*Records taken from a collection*

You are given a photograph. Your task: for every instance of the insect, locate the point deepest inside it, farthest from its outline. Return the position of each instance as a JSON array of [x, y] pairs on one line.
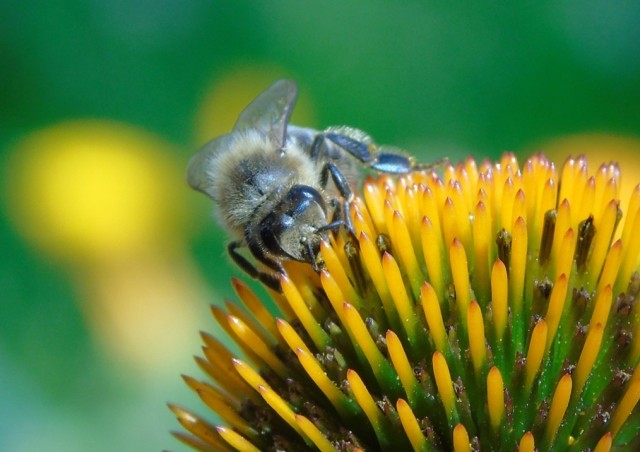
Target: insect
[[270, 181]]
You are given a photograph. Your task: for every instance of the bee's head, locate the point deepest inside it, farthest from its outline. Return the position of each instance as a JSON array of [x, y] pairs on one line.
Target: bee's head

*Written request*
Update the listing by replacing every "outline" with "boundary" and leaving all other text unchanged. Omit the pictures from your answer.

*Exercise answer*
You are given a photograph. Your task: for every instance of the insect, locate the point deepest inside it, farthest from its boundary. Return the position of each instance as a JSON array of [x, y] pairs on one line.
Target: insect
[[270, 181]]
You are given a photograph. Your task: for every instance of the bee's head, locate the point deepest inside it, farthest from its boundary. Return the position of each instance as a JSON array of [x, y] pairs on one line.
Target: bee's head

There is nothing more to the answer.